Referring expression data

====================

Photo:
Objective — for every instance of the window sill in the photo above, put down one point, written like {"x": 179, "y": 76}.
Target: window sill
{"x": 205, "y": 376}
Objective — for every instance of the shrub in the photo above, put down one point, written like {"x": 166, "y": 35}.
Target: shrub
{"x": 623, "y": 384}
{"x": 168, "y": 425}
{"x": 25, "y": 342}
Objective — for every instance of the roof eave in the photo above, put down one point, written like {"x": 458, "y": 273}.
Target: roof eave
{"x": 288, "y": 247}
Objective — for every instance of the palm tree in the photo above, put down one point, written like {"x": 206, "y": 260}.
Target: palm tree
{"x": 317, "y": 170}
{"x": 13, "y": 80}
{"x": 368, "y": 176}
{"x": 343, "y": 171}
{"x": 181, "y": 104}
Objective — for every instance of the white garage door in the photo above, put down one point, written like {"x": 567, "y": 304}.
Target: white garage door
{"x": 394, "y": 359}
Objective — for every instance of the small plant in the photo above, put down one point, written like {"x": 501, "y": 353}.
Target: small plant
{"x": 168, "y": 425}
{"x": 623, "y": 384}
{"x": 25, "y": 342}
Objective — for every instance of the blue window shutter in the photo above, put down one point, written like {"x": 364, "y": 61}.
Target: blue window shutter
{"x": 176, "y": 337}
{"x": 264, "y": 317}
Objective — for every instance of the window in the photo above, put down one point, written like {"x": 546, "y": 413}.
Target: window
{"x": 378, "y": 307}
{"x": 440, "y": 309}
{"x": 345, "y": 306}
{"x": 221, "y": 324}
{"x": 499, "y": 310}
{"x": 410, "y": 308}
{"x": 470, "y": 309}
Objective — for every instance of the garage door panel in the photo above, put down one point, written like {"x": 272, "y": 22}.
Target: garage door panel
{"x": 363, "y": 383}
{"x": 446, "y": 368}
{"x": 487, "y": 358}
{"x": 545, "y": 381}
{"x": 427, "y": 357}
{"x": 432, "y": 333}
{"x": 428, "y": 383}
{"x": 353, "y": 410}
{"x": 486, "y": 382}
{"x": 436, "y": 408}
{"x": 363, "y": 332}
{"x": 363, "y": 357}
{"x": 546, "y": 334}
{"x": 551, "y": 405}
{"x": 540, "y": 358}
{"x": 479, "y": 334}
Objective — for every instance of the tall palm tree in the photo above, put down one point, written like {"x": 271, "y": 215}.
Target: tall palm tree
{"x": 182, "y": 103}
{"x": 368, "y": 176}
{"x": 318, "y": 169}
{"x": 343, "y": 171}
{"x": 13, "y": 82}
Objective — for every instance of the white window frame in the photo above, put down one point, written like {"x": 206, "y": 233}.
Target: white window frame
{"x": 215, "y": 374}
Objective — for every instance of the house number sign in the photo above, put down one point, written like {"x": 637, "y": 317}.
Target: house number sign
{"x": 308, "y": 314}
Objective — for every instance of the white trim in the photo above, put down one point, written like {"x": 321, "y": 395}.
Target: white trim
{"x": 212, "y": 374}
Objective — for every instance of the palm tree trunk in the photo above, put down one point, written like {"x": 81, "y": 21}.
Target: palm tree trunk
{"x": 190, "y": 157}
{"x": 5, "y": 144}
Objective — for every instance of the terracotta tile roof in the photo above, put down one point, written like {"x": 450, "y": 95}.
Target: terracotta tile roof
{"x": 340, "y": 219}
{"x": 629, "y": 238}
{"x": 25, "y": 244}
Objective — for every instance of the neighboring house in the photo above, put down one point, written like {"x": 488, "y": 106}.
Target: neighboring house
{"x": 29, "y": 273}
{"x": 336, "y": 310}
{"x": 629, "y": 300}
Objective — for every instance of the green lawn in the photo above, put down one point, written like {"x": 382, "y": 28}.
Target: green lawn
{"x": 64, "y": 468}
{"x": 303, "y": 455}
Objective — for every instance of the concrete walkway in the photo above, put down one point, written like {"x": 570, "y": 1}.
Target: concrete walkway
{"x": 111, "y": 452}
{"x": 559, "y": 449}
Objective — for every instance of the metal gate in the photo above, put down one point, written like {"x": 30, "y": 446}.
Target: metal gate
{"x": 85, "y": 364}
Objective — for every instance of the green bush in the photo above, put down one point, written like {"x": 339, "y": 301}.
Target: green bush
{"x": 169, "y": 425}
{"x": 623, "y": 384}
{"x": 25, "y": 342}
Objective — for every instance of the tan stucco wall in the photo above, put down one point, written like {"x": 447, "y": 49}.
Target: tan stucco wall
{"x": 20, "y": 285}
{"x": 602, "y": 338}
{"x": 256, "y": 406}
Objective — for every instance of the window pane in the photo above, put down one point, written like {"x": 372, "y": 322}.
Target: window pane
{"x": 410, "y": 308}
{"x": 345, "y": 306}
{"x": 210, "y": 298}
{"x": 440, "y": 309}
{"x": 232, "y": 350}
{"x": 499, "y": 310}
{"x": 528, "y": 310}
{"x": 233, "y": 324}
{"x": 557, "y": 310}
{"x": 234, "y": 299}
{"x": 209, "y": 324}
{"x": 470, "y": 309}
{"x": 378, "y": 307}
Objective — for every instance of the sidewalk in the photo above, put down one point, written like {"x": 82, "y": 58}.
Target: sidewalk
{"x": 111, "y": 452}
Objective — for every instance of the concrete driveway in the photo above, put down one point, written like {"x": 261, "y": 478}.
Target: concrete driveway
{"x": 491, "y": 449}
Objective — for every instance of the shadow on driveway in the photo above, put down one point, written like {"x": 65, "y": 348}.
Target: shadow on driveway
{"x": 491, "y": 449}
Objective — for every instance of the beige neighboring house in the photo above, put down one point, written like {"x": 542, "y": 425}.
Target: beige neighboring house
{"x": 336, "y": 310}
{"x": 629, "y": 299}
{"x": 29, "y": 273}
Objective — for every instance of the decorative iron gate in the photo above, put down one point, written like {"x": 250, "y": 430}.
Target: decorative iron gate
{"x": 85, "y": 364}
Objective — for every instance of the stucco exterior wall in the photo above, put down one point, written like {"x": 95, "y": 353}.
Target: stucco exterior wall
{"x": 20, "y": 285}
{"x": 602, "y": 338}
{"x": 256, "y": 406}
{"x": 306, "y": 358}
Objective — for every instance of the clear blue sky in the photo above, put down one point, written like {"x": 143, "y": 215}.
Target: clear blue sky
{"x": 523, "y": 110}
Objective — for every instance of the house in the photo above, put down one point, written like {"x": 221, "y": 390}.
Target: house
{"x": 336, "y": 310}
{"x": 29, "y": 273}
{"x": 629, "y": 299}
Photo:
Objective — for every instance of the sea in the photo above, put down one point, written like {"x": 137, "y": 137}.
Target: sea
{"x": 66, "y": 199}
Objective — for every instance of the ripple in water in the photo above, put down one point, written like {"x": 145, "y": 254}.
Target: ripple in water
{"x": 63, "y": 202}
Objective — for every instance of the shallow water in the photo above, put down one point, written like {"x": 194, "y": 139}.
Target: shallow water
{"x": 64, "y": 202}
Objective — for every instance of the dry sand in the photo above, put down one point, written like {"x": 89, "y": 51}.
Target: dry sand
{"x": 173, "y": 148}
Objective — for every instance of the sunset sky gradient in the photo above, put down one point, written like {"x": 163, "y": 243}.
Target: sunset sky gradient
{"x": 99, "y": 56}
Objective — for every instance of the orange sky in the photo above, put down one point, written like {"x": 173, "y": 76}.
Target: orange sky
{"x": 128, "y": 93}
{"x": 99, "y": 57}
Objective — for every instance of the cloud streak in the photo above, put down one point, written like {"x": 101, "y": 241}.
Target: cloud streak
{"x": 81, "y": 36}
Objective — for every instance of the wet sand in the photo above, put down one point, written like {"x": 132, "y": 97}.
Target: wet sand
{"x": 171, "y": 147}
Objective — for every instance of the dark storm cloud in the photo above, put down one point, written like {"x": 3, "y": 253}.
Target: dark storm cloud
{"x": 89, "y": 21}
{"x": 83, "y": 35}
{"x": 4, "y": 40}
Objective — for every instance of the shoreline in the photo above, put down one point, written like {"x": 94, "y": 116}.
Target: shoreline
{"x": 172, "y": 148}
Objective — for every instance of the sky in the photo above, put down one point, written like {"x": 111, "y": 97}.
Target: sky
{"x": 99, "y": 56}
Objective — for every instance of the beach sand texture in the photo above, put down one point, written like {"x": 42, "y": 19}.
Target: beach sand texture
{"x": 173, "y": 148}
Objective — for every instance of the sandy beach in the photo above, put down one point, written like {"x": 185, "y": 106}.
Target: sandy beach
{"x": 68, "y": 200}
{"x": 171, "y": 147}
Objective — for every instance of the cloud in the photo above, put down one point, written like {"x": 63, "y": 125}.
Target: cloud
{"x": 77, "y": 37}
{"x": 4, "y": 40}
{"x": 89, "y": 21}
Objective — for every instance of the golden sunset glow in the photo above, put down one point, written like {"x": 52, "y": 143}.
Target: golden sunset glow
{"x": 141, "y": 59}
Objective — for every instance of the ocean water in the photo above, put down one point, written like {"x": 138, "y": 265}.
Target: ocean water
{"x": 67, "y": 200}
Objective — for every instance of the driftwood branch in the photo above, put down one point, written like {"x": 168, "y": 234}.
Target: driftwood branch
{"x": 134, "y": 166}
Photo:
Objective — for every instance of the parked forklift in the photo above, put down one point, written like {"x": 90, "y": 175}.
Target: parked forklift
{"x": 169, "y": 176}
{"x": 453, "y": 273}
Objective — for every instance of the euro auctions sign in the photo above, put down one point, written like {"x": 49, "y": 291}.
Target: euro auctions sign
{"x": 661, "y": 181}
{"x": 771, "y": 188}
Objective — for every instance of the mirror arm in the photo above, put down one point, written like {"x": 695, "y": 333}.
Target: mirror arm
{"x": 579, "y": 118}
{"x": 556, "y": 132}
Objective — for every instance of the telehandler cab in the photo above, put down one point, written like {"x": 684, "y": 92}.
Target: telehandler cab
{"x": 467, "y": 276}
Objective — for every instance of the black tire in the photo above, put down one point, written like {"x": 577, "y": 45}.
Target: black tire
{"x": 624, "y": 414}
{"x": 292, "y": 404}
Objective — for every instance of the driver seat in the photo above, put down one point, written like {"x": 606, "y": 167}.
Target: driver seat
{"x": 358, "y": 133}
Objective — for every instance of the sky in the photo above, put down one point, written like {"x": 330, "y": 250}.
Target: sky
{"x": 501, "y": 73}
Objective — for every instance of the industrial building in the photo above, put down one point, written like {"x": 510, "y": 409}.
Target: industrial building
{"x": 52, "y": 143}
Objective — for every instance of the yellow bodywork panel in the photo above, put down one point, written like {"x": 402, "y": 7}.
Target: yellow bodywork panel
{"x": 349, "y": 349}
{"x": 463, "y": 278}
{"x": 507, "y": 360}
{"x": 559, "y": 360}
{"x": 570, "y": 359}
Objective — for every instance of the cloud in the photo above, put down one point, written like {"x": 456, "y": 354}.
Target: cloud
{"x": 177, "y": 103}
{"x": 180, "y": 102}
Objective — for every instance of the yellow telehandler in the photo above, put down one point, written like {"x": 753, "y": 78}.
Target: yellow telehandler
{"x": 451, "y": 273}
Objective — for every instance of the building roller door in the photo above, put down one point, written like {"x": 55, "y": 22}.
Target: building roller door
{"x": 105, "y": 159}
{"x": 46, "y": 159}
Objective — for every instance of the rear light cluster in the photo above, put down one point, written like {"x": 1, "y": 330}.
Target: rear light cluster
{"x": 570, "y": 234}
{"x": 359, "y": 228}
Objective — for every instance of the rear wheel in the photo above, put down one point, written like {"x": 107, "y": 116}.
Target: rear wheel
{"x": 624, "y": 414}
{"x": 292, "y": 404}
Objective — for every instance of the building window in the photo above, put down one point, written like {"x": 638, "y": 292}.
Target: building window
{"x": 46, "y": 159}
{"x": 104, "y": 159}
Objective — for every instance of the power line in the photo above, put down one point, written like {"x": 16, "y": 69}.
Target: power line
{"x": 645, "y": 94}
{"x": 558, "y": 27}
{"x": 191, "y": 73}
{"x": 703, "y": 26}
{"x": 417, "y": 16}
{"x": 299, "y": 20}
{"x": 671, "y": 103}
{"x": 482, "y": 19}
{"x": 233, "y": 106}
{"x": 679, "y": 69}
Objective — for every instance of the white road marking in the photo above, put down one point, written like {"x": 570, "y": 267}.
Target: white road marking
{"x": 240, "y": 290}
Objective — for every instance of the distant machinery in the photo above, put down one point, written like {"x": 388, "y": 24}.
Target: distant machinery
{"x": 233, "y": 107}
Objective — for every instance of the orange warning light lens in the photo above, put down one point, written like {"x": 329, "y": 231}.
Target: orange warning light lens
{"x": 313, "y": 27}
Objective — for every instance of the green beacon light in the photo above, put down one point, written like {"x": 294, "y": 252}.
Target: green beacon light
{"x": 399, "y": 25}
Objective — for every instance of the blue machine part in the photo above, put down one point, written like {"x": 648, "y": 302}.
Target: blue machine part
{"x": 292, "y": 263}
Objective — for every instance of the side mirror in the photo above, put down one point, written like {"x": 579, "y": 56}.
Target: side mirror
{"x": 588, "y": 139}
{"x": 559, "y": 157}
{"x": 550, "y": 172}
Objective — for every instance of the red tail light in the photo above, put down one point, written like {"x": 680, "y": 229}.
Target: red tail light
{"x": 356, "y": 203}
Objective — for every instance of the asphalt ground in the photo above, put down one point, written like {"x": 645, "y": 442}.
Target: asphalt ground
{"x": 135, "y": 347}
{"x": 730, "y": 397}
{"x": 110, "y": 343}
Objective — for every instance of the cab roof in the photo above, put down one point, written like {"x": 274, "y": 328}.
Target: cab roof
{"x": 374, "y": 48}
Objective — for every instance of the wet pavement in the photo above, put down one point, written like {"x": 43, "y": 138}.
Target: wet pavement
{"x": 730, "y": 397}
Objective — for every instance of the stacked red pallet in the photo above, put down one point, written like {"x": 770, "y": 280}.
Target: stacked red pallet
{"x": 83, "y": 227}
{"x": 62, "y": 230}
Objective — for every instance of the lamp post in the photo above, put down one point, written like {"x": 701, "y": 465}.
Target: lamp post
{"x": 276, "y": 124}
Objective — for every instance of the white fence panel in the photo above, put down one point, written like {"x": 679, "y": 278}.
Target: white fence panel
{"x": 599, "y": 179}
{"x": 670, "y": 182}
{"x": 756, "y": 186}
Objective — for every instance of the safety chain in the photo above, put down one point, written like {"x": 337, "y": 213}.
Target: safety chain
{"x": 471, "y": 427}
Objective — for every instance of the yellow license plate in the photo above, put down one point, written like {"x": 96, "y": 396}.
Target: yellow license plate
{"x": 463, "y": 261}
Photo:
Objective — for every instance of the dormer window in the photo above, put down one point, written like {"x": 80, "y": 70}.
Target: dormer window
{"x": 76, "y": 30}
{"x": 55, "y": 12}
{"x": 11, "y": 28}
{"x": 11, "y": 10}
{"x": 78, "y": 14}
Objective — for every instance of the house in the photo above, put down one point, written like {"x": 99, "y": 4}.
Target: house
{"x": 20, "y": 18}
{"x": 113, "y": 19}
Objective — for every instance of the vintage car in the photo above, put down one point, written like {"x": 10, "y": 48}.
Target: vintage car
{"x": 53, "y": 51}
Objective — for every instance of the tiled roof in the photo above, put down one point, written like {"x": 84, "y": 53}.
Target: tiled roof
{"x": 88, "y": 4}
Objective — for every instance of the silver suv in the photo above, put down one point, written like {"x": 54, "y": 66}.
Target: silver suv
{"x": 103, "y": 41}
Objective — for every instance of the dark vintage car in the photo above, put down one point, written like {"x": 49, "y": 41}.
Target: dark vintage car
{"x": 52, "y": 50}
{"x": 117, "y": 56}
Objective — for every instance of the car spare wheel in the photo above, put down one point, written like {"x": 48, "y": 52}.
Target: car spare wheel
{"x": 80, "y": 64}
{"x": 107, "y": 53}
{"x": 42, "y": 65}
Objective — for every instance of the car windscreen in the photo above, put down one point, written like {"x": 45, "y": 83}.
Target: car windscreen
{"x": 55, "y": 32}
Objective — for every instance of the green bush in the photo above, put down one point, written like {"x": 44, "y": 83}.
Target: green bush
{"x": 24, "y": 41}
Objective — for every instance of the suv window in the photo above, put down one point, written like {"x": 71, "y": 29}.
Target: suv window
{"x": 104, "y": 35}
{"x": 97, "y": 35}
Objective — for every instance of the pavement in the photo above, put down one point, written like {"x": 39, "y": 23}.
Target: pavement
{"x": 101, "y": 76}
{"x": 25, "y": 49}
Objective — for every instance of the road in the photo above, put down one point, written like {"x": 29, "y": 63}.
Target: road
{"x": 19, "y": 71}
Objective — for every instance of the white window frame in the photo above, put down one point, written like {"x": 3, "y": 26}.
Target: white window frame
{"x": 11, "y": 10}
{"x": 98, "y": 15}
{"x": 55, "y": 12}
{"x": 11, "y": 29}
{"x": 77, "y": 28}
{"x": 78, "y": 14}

====================

## Work to be completed
Output these and nothing else: the lines from the one holding "Target: dark vintage car" through the final line of the entries above, exactly as they appear.

## Reply
Target: dark vintage car
{"x": 52, "y": 50}
{"x": 117, "y": 56}
Objective — for every instance of the car spare wheel in the photo above, put down one point, written like {"x": 48, "y": 52}.
Target: car spare wheel
{"x": 80, "y": 64}
{"x": 107, "y": 53}
{"x": 42, "y": 65}
Objective — for every instance of the car windscreen in the photo above, put down one point, written like {"x": 45, "y": 83}.
Target: car windscreen
{"x": 55, "y": 32}
Objective — for every instance of the green bush in the photo above, put down one point, written like {"x": 44, "y": 83}.
Target: green bush
{"x": 24, "y": 41}
Objective — for every instance of the suv window in the photo above, put down one point, written like {"x": 71, "y": 29}.
Target: suv window
{"x": 104, "y": 35}
{"x": 97, "y": 35}
Objective — for every instance of the pavement in the photo above, put down one point, written like {"x": 39, "y": 23}.
Target: pavement
{"x": 101, "y": 76}
{"x": 25, "y": 49}
Objective — for every instance of the road in the photo above, put down one point, written like {"x": 29, "y": 63}.
Target: road
{"x": 19, "y": 71}
Objective — for every instance of the white window frame in the photo above, put down one point, written like {"x": 3, "y": 26}.
Target: white window frame
{"x": 11, "y": 10}
{"x": 98, "y": 15}
{"x": 55, "y": 12}
{"x": 11, "y": 29}
{"x": 77, "y": 28}
{"x": 78, "y": 14}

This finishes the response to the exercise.